## TAREFAS
#1 Responda, com base no texto sobre o direito de imagem:
(a) Qual artigo da Constituição Federal garante a inviolabilidade da vida privada, da honra e da imagem das pessoas?
(b) Em que áreas a advogada Renata Mota é especialista?
(c) Quais locais são citados como espaços privados de uso coletivo?
#2 Troque "Constituição Federal" por "Carta Magna" no trecho do texto sobre o direito de imagem que vai de "Não existe uma" a "imagem das pessoas." e apresente esse trecho completo.
#3 Escreva a continuação do texto sobre o direito de imagem a partir do ponto em que ele termina.

## TRECHO DA PÁGINA
------------------------------------------------------------

Não existe uma “Lei da Fotografia” específica no Brasil, mas diversas normas do Código Civil, do Código Penal e da Constituição Federal tratam indiretamente do assunto. Entre os principais dispositivos está o Artigo 5º da Constituição Federal, que garante a inviolabilidade da vida privada, da honra e da imagem das pessoas.
Já o Código Civil (art. 20) determina que o uso da imagem de uma pessoa pode ser proibido caso lhe cause prejuízo moral ou material. Isso significa que, mesmo em espaços públicos, fotografar uma pessoa sem autorização pode gerar implicações legais.
“A liberdade de expressão e o direito de registrar imagens não podem sobrepor o direito à privacidade. O bom senso e o respeito devem guiar o ato de fotografar”, alerta a advogada Renata Mota, especialista em direito digital e privacidade de dados.
Espaço público x espaço privado de uso público
Um dos grandes equívocos é considerar que todo espaço acessível ao público é um espaço público. Praças, calçadas e ruas, por exemplo, são locais públicos, onde é permitido fotografar sem autorização prévia. Porém, shoppings, aeroportos, estações de metrô, hospitais e escolas, embora abertos ao público, são espaços privados de uso coletivo e, portanto, estão sujeitos a regras próprias.

------------------------------------------------------------

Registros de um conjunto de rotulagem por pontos
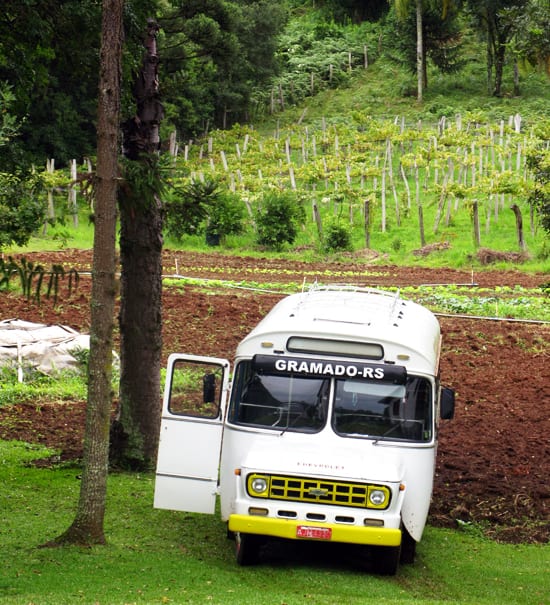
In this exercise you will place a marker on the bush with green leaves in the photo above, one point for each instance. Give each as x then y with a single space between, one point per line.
226 215
277 219
22 208
337 237
203 207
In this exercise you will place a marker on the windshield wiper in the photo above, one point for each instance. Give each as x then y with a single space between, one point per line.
388 432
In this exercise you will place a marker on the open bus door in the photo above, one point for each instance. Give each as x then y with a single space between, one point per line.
191 432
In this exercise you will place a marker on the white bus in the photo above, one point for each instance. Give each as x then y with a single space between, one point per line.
327 430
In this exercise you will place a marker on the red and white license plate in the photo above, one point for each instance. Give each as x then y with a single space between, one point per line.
313 533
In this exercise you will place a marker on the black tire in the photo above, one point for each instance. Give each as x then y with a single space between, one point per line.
385 560
408 548
247 548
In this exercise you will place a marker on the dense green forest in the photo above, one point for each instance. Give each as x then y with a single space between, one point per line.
222 60
274 64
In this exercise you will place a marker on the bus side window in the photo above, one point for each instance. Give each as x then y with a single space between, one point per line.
195 389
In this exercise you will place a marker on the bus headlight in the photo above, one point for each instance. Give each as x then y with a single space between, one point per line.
378 497
258 486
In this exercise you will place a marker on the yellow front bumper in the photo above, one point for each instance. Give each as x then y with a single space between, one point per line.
287 528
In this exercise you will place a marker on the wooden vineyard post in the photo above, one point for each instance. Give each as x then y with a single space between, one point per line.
50 169
73 208
419 206
519 226
475 216
318 222
367 223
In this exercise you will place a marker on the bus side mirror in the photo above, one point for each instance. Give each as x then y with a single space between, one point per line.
447 404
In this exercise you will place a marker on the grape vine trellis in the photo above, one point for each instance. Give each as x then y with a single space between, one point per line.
378 175
458 165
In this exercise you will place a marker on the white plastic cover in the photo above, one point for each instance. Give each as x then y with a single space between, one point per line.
46 348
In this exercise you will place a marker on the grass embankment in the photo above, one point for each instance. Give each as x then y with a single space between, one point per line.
157 556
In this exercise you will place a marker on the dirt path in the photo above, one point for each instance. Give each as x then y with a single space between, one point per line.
494 457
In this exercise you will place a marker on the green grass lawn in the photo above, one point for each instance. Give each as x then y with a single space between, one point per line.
155 556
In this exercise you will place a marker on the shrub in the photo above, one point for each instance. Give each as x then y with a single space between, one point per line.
226 215
337 237
202 207
22 208
278 218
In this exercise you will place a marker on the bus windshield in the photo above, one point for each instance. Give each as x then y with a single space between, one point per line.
384 410
356 408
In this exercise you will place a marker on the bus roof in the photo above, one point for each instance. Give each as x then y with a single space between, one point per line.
408 332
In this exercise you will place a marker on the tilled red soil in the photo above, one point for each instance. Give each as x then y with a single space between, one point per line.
494 456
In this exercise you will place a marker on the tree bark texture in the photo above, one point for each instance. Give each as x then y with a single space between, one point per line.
87 527
135 433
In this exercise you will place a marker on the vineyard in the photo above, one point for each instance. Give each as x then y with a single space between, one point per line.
458 190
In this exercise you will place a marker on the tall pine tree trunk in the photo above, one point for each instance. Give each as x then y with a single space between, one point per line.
87 527
420 60
135 433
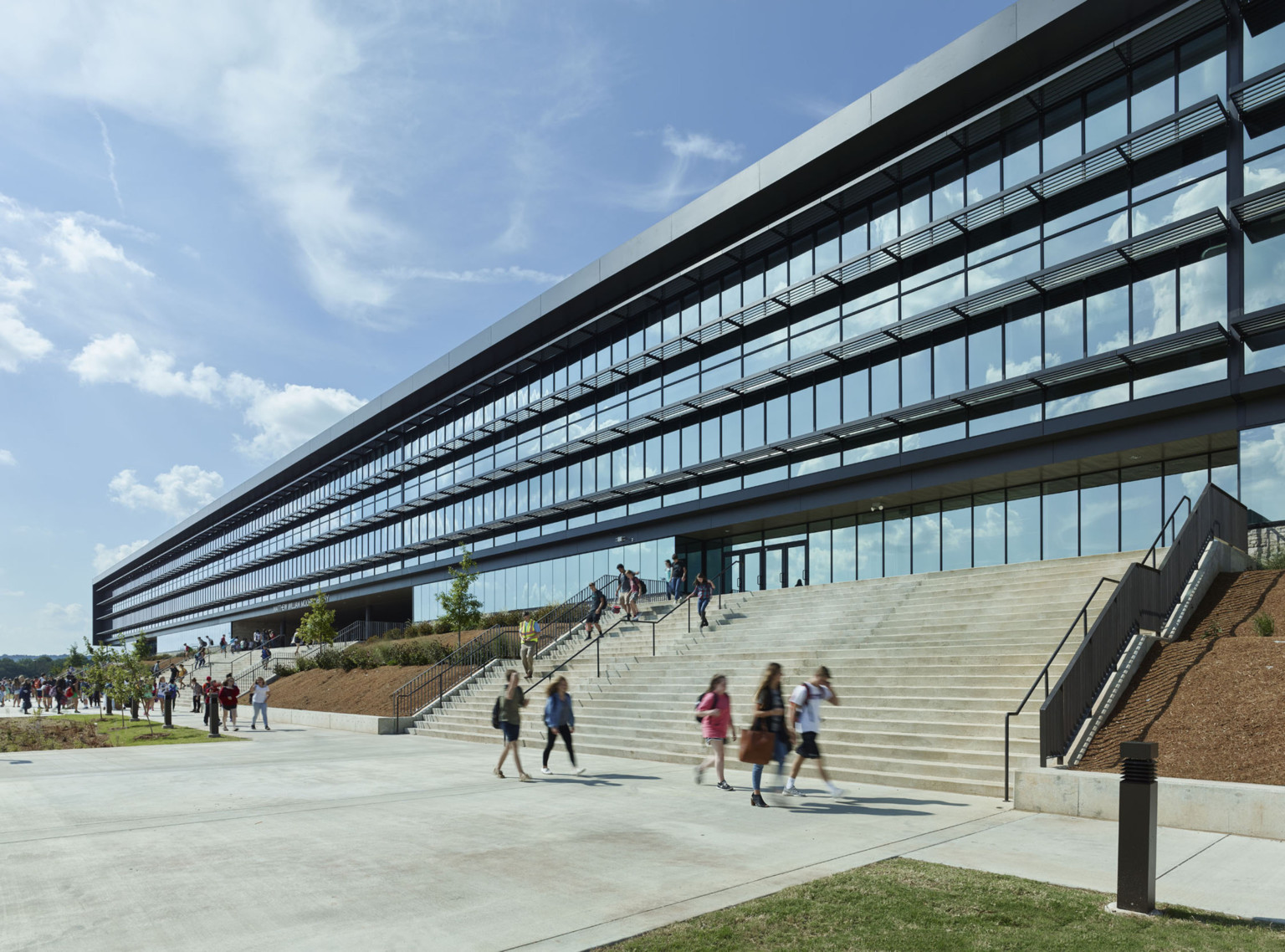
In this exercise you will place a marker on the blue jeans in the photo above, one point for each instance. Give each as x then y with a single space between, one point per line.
779 752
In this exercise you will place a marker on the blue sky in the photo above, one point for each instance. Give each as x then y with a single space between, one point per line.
224 227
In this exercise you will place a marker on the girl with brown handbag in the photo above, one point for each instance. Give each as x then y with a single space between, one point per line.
771 735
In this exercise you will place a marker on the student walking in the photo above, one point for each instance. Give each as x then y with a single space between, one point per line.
678 577
259 702
770 716
512 702
228 695
806 716
530 635
559 719
703 591
596 606
714 714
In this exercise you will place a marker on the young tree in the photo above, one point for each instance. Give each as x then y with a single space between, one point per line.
96 671
130 683
460 607
318 625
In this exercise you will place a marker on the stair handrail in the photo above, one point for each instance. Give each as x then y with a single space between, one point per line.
1143 591
678 603
481 652
1083 616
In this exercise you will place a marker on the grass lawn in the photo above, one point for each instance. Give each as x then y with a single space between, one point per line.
74 731
911 906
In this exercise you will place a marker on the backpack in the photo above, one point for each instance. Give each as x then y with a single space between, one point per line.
798 709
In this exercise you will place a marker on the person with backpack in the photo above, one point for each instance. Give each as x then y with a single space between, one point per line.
631 596
506 716
806 716
530 633
678 577
714 711
596 606
561 719
770 716
702 591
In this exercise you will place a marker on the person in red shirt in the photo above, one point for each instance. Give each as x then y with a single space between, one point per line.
228 695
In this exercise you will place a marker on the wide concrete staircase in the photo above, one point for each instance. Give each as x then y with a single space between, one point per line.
924 666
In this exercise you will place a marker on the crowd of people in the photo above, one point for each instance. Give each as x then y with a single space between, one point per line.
69 692
783 722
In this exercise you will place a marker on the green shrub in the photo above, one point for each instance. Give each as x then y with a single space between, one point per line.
329 659
1275 561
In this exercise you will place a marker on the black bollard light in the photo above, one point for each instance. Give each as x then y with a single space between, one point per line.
1135 878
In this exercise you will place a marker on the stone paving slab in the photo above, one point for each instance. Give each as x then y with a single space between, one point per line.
315 839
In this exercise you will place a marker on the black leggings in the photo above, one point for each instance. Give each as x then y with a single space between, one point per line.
553 736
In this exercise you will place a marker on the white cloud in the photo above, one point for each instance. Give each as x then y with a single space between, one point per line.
19 343
282 417
105 558
119 359
699 146
277 88
482 275
84 247
678 182
177 494
285 417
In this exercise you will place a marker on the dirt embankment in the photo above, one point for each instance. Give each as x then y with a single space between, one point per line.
1213 702
342 692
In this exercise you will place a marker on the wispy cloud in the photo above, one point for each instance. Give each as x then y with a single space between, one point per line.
110 157
484 275
105 558
282 417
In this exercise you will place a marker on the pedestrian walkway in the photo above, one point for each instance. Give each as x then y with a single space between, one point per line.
396 842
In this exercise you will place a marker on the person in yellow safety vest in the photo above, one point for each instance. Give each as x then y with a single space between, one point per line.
530 632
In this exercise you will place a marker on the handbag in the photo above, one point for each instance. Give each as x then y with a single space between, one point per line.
757 747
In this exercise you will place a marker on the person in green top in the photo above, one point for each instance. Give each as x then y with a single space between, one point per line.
512 703
530 632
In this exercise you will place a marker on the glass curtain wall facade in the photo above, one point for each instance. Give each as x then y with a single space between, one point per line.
1073 249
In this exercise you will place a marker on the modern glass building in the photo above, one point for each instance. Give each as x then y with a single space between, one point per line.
1011 305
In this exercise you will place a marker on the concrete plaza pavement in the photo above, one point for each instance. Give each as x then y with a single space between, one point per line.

------------------------------------------------------------

## RESULTADOS DO EXERCÍCIO
#1
(a) O Artigo 5º.
(b) Direito digital e privacidade de dados.
(c) Shoppings, aeroportos, estações de metrô, hospitais e escolas.

#2
Não existe uma “Lei da Fotografia” específica no Brasil, mas diversas normas do Código Civil, do Código Penal e da Carta Magna tratam indiretamente do assunto. Entre os principais dispositivos está o Artigo 5º da Carta Magna, que garante a inviolabilidade da vida privada, da honra e da imagem das pessoas.

#3
Cada local pode ter políticas internas que proíbam ou limitem a captação de imagens. O descumprimento dessas regras pode resultar em advertências ou até mesmo em ações legais por parte dos administradores do espaço.
Direitos autorais e uso de imagem
A Lei de Direitos Autorais (Lei nº 9.610/1998) protege o fotografo como autor da imagem captada. Isso significa que a fotografia é uma obra intelectual e pertence a quem a produziu. Por outro lado, a imagem das pessoas retratadas também é protegida por lei.
Se a imagem de uma pessoa for utilizada de forma comercial, para divulgação ou fins publicitários, é obrigatória a autorização por escrito. Caso contrário, o autor da foto pode ser responsabilizado civilmente.
“Captar uma imagem é diferente de publicá-la. Mesmo em espaços públicos, o uso da imagem de terceiros exige cuidado. O consentimento é sempre o melhor caminho”, reforça a professora de Direito Civil da USP, Dra. Laura Barros.
O que pode e o que não pode ser fotografado?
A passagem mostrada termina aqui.